EXERCISE TASK: Lay out every line of the data below as a JSON list of strings, one string per line, with blank lines omitted. Leave the pictures out of the answer.

Stored data:
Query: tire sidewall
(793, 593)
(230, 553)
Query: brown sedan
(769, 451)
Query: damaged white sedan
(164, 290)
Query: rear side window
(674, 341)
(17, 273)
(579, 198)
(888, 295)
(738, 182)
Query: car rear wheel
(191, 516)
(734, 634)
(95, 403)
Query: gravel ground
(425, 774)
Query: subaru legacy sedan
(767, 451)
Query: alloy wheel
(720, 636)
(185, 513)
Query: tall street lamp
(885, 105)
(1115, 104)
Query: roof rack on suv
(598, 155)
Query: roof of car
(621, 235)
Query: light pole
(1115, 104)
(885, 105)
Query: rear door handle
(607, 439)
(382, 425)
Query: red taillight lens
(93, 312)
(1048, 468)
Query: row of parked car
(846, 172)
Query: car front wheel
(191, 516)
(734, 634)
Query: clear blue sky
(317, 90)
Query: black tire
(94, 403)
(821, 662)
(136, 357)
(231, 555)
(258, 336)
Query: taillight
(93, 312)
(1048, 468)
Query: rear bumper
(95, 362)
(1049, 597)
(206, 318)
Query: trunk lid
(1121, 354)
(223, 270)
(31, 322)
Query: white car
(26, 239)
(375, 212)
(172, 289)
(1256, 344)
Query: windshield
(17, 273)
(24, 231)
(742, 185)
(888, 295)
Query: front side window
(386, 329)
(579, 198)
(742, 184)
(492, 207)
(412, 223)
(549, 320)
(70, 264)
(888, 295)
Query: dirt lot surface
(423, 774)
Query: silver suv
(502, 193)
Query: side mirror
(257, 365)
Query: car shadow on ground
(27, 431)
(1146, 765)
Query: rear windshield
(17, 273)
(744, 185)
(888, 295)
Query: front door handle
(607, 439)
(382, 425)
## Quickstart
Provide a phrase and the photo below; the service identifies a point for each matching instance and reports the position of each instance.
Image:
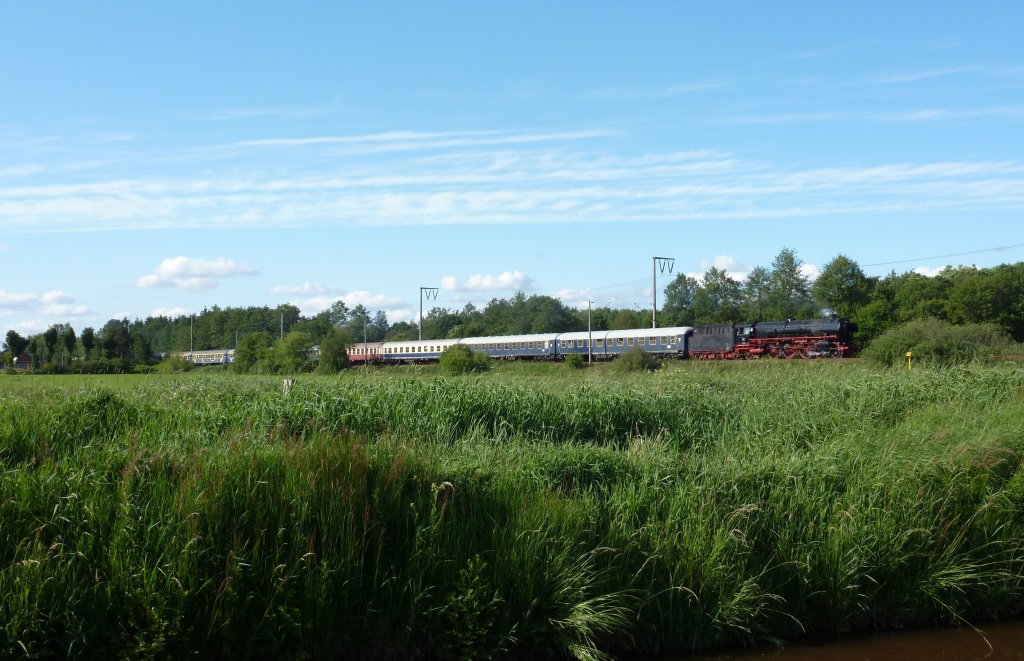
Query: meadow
(531, 511)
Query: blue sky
(163, 158)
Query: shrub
(937, 343)
(460, 359)
(636, 359)
(574, 360)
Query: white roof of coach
(536, 337)
(649, 333)
(581, 335)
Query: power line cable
(973, 252)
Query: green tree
(788, 288)
(338, 313)
(70, 341)
(334, 351)
(679, 295)
(293, 352)
(460, 359)
(50, 338)
(756, 292)
(251, 351)
(842, 287)
(15, 344)
(88, 341)
(717, 299)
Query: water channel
(991, 642)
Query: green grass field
(529, 512)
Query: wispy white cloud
(671, 91)
(506, 281)
(51, 304)
(409, 140)
(810, 270)
(195, 274)
(306, 289)
(916, 115)
(253, 113)
(929, 271)
(115, 137)
(26, 170)
(916, 76)
(393, 307)
(503, 184)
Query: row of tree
(282, 339)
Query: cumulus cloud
(735, 269)
(507, 281)
(929, 271)
(55, 303)
(810, 270)
(170, 312)
(393, 307)
(195, 274)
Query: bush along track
(482, 518)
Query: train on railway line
(829, 338)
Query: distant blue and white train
(744, 341)
(664, 343)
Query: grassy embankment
(699, 507)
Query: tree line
(282, 339)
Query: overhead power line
(973, 252)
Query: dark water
(993, 642)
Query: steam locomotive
(790, 339)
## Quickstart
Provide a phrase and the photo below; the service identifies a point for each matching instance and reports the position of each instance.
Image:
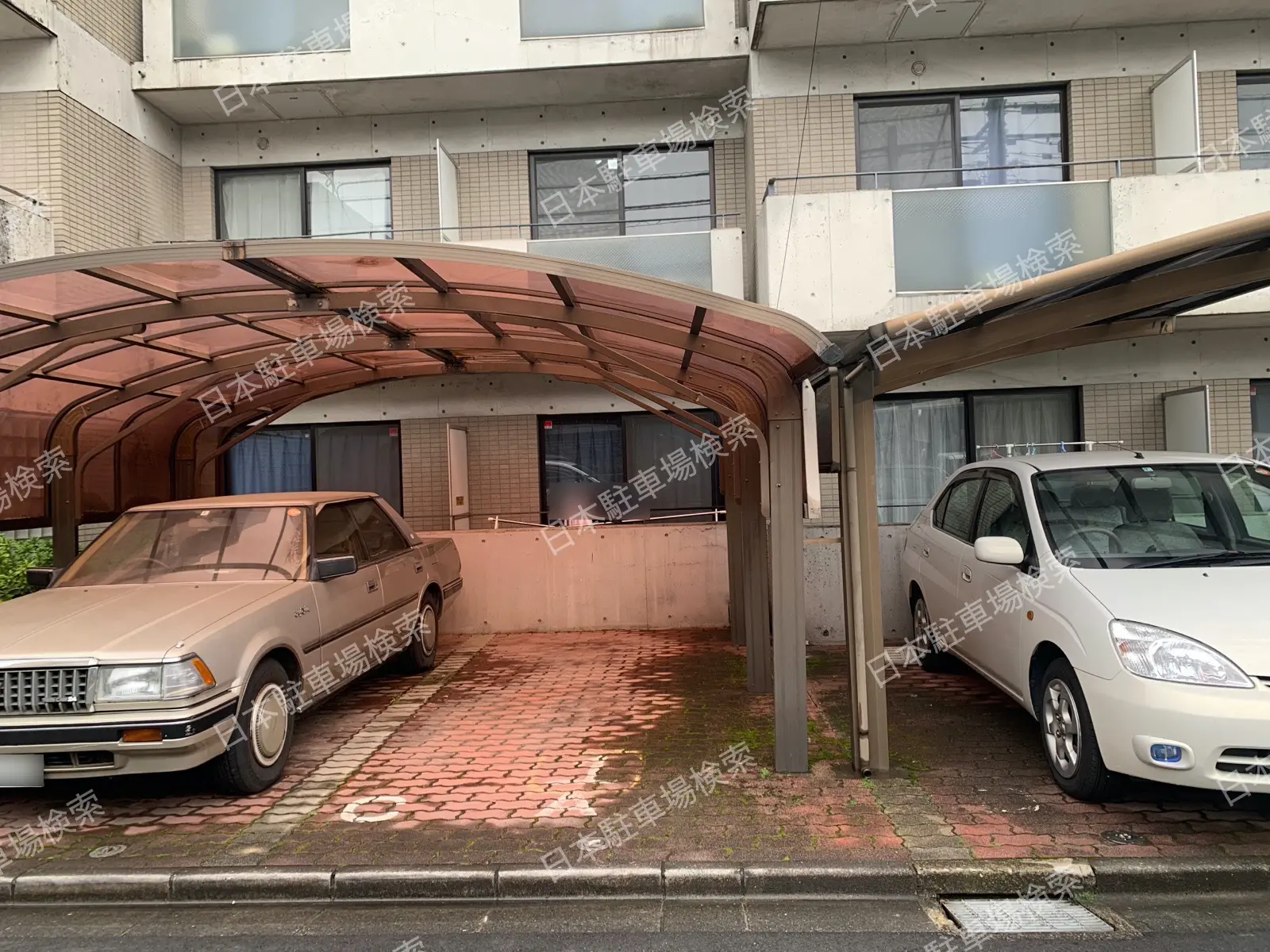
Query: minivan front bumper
(93, 746)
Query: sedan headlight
(156, 682)
(1165, 655)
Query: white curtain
(920, 443)
(260, 205)
(1028, 420)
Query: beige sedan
(194, 632)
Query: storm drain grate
(1022, 916)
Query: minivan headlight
(156, 682)
(1165, 655)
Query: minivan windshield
(1141, 517)
(248, 543)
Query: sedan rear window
(249, 543)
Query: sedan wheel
(1068, 738)
(1062, 727)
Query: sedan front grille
(44, 691)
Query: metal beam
(698, 317)
(789, 619)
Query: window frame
(954, 99)
(304, 169)
(222, 486)
(620, 152)
(544, 512)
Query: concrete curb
(670, 881)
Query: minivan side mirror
(334, 566)
(999, 550)
(41, 578)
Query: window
(252, 27)
(968, 136)
(353, 456)
(622, 192)
(379, 535)
(922, 441)
(569, 18)
(1254, 112)
(958, 509)
(590, 463)
(336, 535)
(1001, 512)
(346, 201)
(1259, 393)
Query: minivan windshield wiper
(1213, 558)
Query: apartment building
(844, 160)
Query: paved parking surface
(625, 748)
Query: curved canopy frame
(168, 343)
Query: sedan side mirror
(334, 566)
(38, 579)
(999, 550)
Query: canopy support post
(756, 575)
(867, 600)
(789, 617)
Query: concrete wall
(391, 38)
(624, 577)
(23, 232)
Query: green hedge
(16, 558)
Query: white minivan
(1121, 597)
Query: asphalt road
(1229, 923)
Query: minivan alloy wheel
(1062, 725)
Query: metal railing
(1118, 171)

OUTPUT FOR THIS TASK:
[
  "Query: tire sidewall",
  "(793, 593)",
  "(230, 553)",
  "Query: brown sedan",
  "(769, 451)",
  "Query: damaged white sedan",
  "(164, 290)",
  "Query: rear side window",
  "(674, 341)",
  "(17, 273)",
  "(579, 198)",
  "(888, 295)",
  "(738, 182)",
  "Query: car rear wheel",
  "(191, 516)",
  "(734, 634)",
  "(95, 403)",
  "Query: gravel ground",
  "(425, 774)",
  "Query: subaru legacy sedan",
  "(767, 451)",
  "Query: alloy wheel",
  "(720, 636)",
  "(185, 513)",
  "Query: tall street lamp",
  "(885, 105)",
  "(1115, 104)",
  "Query: roof rack on suv",
  "(598, 155)",
  "Query: roof of car",
  "(621, 235)",
  "Query: light pole",
  "(1115, 104)",
  "(885, 105)",
  "Query: rear door handle",
  "(607, 439)",
  "(382, 425)",
  "Query: red taillight lens",
  "(93, 312)",
  "(1048, 468)",
  "Query: row of parked car",
  "(846, 172)",
  "Query: car front wheel",
  "(191, 516)",
  "(734, 634)",
  "Query: clear blue sky",
  "(317, 90)",
  "Query: black tire",
  "(94, 403)",
  "(821, 662)",
  "(136, 357)",
  "(231, 555)",
  "(258, 336)",
  "Query: taillight",
  "(93, 312)",
  "(1048, 468)",
  "Query: rear bumper",
  "(95, 362)",
  "(1049, 597)",
  "(206, 318)",
  "Query: trunk lid",
  "(1121, 354)",
  "(223, 270)",
  "(31, 322)",
  "Query: white car",
  "(26, 239)",
  "(375, 212)",
  "(172, 289)",
  "(1256, 344)",
  "Query: windshield",
  "(17, 273)",
  "(24, 231)",
  "(742, 185)",
  "(888, 295)",
  "Query: front side window",
  "(386, 329)",
  "(579, 198)",
  "(742, 184)",
  "(492, 207)",
  "(412, 223)",
  "(549, 320)",
  "(70, 264)",
  "(888, 295)",
  "Query: dirt lot surface",
  "(423, 774)",
  "Query: silver suv",
  "(502, 193)",
  "Query: side mirror",
  "(257, 365)",
  "Query: car shadow on ground",
  "(27, 431)",
  "(1146, 765)",
  "Query: rear windshield",
  "(17, 273)",
  "(744, 185)",
  "(888, 295)",
  "Query: front door handle",
  "(607, 439)",
  "(382, 425)",
  "## Quickstart",
  "Provide a phrase and the photo below; the service identifies a point for each matching instance and reports the position of each instance.",
  "Image:",
  "Query: meadow",
  "(531, 511)",
  "Query: blue sky",
  "(163, 158)",
  "Query: shrub",
  "(937, 343)",
  "(460, 359)",
  "(636, 359)",
  "(574, 360)",
  "Query: white roof of coach",
  "(536, 337)",
  "(649, 333)",
  "(581, 335)",
  "Query: power line cable",
  "(973, 252)",
  "Query: green tree",
  "(788, 288)",
  "(338, 313)",
  "(70, 341)",
  "(334, 351)",
  "(679, 295)",
  "(293, 352)",
  "(460, 359)",
  "(50, 338)",
  "(756, 292)",
  "(251, 351)",
  "(842, 287)",
  "(15, 344)",
  "(88, 341)",
  "(717, 299)",
  "Query: water channel",
  "(991, 642)",
  "Query: green grass field",
  "(529, 512)",
  "Query: wispy white cloud",
  "(671, 91)",
  "(506, 281)",
  "(51, 304)",
  "(409, 140)",
  "(810, 270)",
  "(195, 274)",
  "(306, 289)",
  "(916, 115)",
  "(253, 113)",
  "(929, 271)",
  "(115, 137)",
  "(26, 170)",
  "(916, 76)",
  "(393, 307)",
  "(503, 184)",
  "Query: row of tree",
  "(282, 339)",
  "Query: cumulus cloud",
  "(735, 269)",
  "(507, 281)",
  "(929, 271)",
  "(55, 303)",
  "(810, 270)",
  "(170, 312)",
  "(393, 307)",
  "(195, 274)",
  "Query: bush along track",
  "(482, 518)",
  "Query: train on railway line",
  "(829, 338)",
  "Query: distant blue and white train",
  "(744, 341)",
  "(664, 343)",
  "Query: grassy embankment",
  "(699, 507)",
  "Query: tree line",
  "(282, 339)",
  "Query: overhead power line",
  "(973, 252)",
  "Query: dark water",
  "(993, 642)",
  "Query: steam locomotive",
  "(790, 339)",
  "## Quickstart",
  "Provide a phrase and the photo below; the service identifies a point for each matching instance and reports the position of each instance.",
  "Image:",
  "Query: minivan front bumper",
  "(93, 746)",
  "Query: sedan headlight",
  "(156, 682)",
  "(1165, 655)",
  "Query: white curtain",
  "(920, 443)",
  "(260, 205)",
  "(1028, 420)",
  "Query: beige sedan",
  "(194, 632)",
  "Query: storm drain grate",
  "(1022, 916)",
  "Query: minivan headlight",
  "(156, 682)",
  "(1165, 655)",
  "Query: minivan windshield",
  "(1141, 517)",
  "(248, 543)",
  "Query: sedan rear window",
  "(249, 543)",
  "Query: sedan wheel",
  "(1068, 738)",
  "(1062, 727)",
  "Query: sedan front grille",
  "(44, 691)",
  "Query: metal beam",
  "(698, 317)",
  "(789, 619)",
  "Query: window frame",
  "(954, 99)",
  "(304, 169)",
  "(222, 486)",
  "(620, 152)",
  "(544, 512)",
  "Query: concrete curb",
  "(670, 881)",
  "Query: minivan side mirror",
  "(334, 566)",
  "(999, 550)",
  "(41, 578)",
  "Query: window",
  "(252, 27)",
  "(968, 136)",
  "(353, 456)",
  "(622, 192)",
  "(379, 535)",
  "(922, 441)",
  "(569, 18)",
  "(1254, 112)",
  "(958, 509)",
  "(590, 463)",
  "(336, 535)",
  "(1001, 512)",
  "(346, 201)",
  "(1259, 393)",
  "Query: minivan windshield wiper",
  "(1213, 558)",
  "Query: apartment building",
  "(844, 160)",
  "Query: paved parking surface",
  "(625, 748)",
  "Query: curved canopy frame",
  "(168, 343)",
  "Query: sedan side mirror",
  "(334, 566)",
  "(38, 579)",
  "(999, 550)",
  "Query: canopy support post",
  "(756, 575)",
  "(867, 600)",
  "(789, 617)",
  "Query: concrete wall",
  "(391, 38)",
  "(624, 577)",
  "(23, 232)",
  "Query: green hedge",
  "(16, 558)",
  "Query: white minivan",
  "(1121, 597)",
  "Query: asphalt road",
  "(1229, 923)",
  "Query: minivan alloy wheel",
  "(1062, 725)",
  "Query: metal railing",
  "(1118, 171)"
]